## TASK DESCRIPTION
Write out, please, the lines from the beginning of the material to the line with "positive clicks: (117, 270)", including both ends and nothing else.
= = =
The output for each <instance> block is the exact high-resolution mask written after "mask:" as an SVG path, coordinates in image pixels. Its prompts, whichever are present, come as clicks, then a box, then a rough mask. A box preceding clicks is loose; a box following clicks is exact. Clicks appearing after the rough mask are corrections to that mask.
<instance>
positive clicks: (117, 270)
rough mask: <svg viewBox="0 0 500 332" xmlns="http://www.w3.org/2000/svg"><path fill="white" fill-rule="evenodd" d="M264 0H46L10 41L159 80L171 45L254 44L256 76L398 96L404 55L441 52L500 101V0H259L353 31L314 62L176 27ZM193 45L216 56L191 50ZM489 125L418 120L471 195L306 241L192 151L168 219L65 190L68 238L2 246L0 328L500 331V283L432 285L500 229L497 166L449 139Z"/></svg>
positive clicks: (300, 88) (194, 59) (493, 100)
= = =
## SOLUTION TO THE PROBLEM
The output for each <instance> block is the exact high-resolution mask written after "mask:" as an SVG path, coordinates in image pixels. Its prompts, whichever are present, come as clicks, then a box, then a rough mask. A box preceding clicks is loose; a box following clicks is exact. Clicks appearing after the rough mask are corrections to that mask.
<instance>
positive clicks: (117, 270)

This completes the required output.